Entries excerpted from a collection
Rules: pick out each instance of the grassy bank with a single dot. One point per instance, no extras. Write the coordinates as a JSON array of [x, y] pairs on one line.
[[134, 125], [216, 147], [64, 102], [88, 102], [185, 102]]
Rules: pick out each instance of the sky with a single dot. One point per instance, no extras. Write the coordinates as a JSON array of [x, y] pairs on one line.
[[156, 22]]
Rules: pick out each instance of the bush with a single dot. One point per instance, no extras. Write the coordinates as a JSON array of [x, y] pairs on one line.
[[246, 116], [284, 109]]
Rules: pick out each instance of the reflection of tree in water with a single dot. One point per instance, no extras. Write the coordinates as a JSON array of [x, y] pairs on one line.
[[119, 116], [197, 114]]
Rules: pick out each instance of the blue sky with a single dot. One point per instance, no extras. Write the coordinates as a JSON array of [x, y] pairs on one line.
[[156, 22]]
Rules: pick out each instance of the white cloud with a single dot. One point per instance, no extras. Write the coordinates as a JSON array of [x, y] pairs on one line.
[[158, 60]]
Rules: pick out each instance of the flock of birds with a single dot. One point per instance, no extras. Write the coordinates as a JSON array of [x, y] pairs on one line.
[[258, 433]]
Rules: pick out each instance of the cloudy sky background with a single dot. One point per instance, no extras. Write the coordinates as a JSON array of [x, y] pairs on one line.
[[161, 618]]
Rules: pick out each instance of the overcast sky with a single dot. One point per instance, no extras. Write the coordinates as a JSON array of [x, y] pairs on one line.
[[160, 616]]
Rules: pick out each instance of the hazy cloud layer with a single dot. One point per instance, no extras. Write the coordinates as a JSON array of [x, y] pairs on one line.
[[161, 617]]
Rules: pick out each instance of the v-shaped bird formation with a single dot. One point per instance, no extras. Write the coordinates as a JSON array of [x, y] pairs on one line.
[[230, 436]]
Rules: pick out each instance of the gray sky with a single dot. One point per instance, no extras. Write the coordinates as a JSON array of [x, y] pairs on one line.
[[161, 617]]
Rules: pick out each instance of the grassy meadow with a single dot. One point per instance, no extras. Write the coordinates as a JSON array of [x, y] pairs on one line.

### PROBLEM DETAILS
Reproduce every one of the entries above, word for word and line for line, with no changes.

### EXERCISE SOLUTION
Rules: pick out each instance of the grassy bank with a single dot. One point per instance, no extras. Write the coordinates as a JSON array of [x, y] pairs on one line.
[[134, 125], [216, 147], [64, 102], [88, 102], [185, 102]]
Rules: pick out each instance of the sky with a single dot. One point per instance, no extras. Write the coordinates as a JSON array of [x, y] pairs on one line.
[[156, 22]]
Rules: pick out each instance of the bush with a single dot. One point per instance, no extras. Write the coordinates as a JSON array of [x, y] pairs on one line.
[[246, 116], [284, 109]]
Rules: pick out each instance of the reflection of tree in water with a single dot. One point per instance, no extras. Write the coordinates as a JSON array of [x, y] pairs on one line.
[[119, 116], [197, 114]]
Rules: pick out each instance of the blue sky with a single dot. One point per instance, no extras. Write the coordinates as a JSON array of [x, y] pairs on one line.
[[156, 22]]
Rules: pick out each instance of the white cloud with a single dot. One point per instance, no extras. Write the coordinates as a JSON array of [x, y] pairs on one line.
[[158, 60]]
Rules: pick out each instance of the flock of birds with a single dot. One point per instance, no extras. Write the coordinates as a JSON array of [x, y] pairs on one line.
[[258, 433]]
Rules: pick out each instance of the cloudy sky background with a single dot. One point per instance, no extras. Write the coordinates as a JSON array of [x, y] pairs on one line.
[[161, 618]]
Rules: pick out each instance of the overcast sky with a single dot. One point per instance, no extras. Write the coordinates as a JSON array of [x, y] pairs on one line.
[[160, 616]]
Rules: pick out each instance of the hazy cloud layer with a single dot. One point per instance, no extras. Write the coordinates as a JSON array of [x, y] pairs on one line.
[[161, 617]]
Rules: pick out each instance of the v-shaped bird formation with a single dot. One point per instance, no extras. Write the coordinates as a JSON array of [x, y] pairs on one line.
[[230, 436]]
Rules: pick out each instance of the gray sky with a single dot. One point per instance, no extras. Write the coordinates as a JSON array of [x, y] pairs on one line.
[[161, 617]]
Rules: pick out each instance of the grassy meadow with a single dot. One point per instance, no extras. Write the coordinates as a JSON array of [x, y] pairs on one line.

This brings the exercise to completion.